Neighborhoods that are like living on a College Campus

paisleys

Mouseketeer
Joined
Oct 25, 2013
I love our home and immediate neighbors. However, thanks to social media it has become like a sorority the past couple of years. Every week these moms have a new 'cause' that they demand you participate in. Right now, they are demanding that everyone put a banner on their home declaring their support for a specific cause. If you don't have the banner, they pound on your door several times a week to try to 'convince' you to display it. They also make lists on our neighborhood social media site that describe who is participating and who isn't (lucky we can use this to track when they are coming door to door!). The cause is a good one, but I'm just tired of being bullied in my own home and purposely refusing the banner this time. It would be much easier to acquiesce and just display the stupid banner but it's never-ending! I feel like this is our house and property and we should not be badgered into these things when we are home. It wasn't like this when we moved in years ago. Does anyone else experience things like this in their neighborhood? We've been here awhile and it wasn't like this years ago.
 

jaybirdsmommy

DIS Veteran
Joined
Jan 27, 2008
I think next time they knocked on my door I'd suggest that they actually do something to support their cause - like volunteer work or doing something to raise $$$ (other than banging on neighbors doors and demanding donations) instead of putting up banners and annoying people.
 
  • Hikergirl

    DIS Veteran
    Joined
    Feb 28, 2016
    I would have no problem telling them that I don't plan on participating in that kind of stuff- ever. If they didn't get the message and they kept bothering me I'd have no problem mentioning the police and harassment.

**Data supplied:**
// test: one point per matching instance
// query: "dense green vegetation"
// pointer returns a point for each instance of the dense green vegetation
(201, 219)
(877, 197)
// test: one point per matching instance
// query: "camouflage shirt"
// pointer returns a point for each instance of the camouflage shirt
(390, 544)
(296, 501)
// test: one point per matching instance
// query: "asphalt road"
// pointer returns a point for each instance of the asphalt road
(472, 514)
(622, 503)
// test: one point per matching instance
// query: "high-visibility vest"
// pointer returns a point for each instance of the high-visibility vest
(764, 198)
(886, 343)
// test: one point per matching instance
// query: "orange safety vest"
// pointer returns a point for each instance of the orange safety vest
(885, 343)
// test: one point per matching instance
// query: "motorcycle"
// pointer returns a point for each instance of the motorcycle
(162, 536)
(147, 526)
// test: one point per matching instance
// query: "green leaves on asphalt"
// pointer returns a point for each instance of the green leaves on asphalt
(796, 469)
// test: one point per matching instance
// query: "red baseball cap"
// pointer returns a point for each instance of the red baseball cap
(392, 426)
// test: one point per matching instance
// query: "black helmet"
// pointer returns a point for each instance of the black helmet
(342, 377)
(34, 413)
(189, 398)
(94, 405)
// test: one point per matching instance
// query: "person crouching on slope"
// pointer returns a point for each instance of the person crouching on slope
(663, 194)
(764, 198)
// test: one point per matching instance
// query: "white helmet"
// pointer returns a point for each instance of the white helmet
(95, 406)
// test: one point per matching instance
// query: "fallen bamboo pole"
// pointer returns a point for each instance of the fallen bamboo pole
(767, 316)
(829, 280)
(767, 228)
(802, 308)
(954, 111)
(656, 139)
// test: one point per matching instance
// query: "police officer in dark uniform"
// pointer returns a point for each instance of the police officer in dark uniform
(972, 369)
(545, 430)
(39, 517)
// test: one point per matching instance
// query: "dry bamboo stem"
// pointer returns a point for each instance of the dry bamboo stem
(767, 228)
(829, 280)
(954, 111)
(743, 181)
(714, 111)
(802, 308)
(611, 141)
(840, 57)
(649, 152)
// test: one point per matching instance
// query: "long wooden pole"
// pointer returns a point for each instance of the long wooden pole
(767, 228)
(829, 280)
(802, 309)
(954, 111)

**Stated goal 1:**
Please reproduce the neighborhood forum thread word for word, starting at "jaybirdsmommy" and ending at "police and harassment.".
**Stated goal 2:**
Name every user who posted in the neighborhood forum thread.
The records are separate material, unrelated to the neighborhood forum thread.

**Correct result 1:**
jaybirdsmommy

DIS Veteran
Joined
Jan 27, 2008
I think next time they knocked on my door I'd suggest that they actually do something to support their cause - like volunteer work or doing something to raise $$$ (other than banging on neighbors doors and demanding donations) instead of putting up banners and annoying people.
 
  • Hikergirl

    DIS Veteran
    Joined
    Feb 28, 2016
    I would have no problem telling them that I don't plan on participating in that kind of stuff- ever. If they didn't get the message and they kept bothering me I'd have no problem mentioning the police and harassment.

**Correct result 2:**
paisleys
jaybirdsmommy
Hikergirl